▶ [The problem]
Gather every line in the items below that contains the string "conditioning", and copy each one in full.

▶ [Stored records]
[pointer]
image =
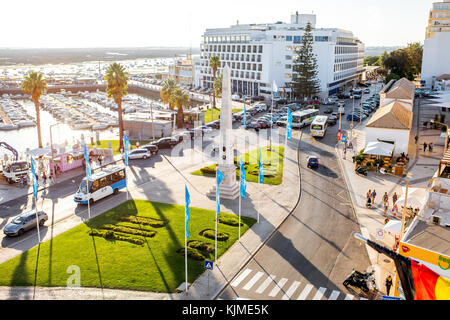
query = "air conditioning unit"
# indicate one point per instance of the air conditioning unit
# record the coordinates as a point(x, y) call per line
point(436, 220)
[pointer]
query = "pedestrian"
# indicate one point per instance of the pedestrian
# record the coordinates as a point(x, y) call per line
point(394, 198)
point(388, 284)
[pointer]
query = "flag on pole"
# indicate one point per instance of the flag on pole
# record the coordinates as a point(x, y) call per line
point(127, 148)
point(260, 168)
point(289, 125)
point(243, 180)
point(88, 165)
point(187, 202)
point(33, 177)
point(219, 178)
point(274, 88)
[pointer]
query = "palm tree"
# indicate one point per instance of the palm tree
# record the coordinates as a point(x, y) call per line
point(116, 88)
point(179, 99)
point(36, 85)
point(214, 63)
point(167, 89)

▶ [Solution for this exercise]
query = "air conditioning unit"
# indicate one point per instance of the air conditioning unit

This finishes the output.